++++ Extracted material
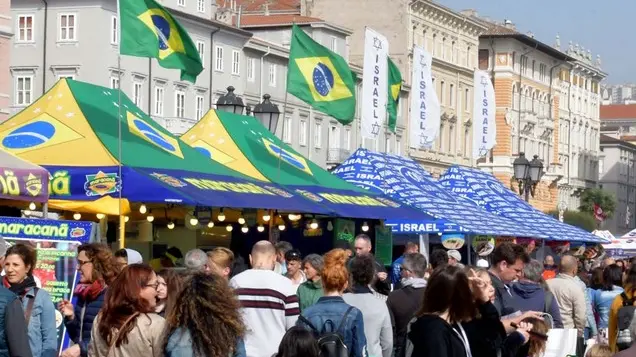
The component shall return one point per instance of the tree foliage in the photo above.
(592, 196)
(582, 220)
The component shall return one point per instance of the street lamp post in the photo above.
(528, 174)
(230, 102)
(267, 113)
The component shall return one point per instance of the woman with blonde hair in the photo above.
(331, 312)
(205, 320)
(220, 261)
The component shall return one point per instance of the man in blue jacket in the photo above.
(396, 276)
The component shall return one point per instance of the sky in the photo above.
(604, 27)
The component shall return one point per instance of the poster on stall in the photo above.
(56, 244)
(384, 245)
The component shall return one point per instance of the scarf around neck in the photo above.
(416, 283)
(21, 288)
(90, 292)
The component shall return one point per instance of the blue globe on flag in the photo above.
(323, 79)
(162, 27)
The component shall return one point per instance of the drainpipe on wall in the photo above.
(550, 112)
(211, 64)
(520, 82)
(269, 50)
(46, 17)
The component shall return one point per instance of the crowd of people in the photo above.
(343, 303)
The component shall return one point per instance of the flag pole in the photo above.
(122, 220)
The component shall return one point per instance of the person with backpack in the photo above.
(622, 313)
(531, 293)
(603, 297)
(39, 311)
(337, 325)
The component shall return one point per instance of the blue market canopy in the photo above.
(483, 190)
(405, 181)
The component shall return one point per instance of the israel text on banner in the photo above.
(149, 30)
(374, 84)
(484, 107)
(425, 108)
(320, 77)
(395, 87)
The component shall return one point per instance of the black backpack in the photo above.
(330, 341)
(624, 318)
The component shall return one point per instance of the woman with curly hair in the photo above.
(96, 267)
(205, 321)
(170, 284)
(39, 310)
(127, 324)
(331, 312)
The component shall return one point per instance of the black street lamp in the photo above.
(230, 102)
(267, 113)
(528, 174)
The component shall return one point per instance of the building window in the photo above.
++++++++
++++ Extracted material
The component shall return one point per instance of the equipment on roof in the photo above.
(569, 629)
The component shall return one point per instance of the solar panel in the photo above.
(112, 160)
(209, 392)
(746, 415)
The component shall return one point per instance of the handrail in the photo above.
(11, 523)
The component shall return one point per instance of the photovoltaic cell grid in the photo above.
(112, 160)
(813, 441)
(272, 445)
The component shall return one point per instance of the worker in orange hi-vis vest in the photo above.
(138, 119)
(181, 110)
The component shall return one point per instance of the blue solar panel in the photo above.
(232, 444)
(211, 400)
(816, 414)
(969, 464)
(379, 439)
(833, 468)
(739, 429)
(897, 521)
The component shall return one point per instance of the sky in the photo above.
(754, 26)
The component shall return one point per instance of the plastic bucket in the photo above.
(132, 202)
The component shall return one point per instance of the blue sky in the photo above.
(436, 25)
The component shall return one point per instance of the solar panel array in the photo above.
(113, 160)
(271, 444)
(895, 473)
++++++++
Exercise requirements | Set down the lines exactly as they appear, starting with the line containing "black backpack in the photo above." and continuing through the line containing "window in the photo above.".

Written response |
The component shall return one point per instance of the black backpack in the photo above.
(330, 341)
(624, 318)
The component shall return one point per instance of the woman with curly hair in the photo above.
(96, 267)
(205, 321)
(170, 284)
(39, 310)
(127, 324)
(331, 312)
The component shall return one point per instance of the black street lamp in the photo above.
(230, 102)
(267, 113)
(528, 174)
The component shall return one point per instance of the building window in the photo above.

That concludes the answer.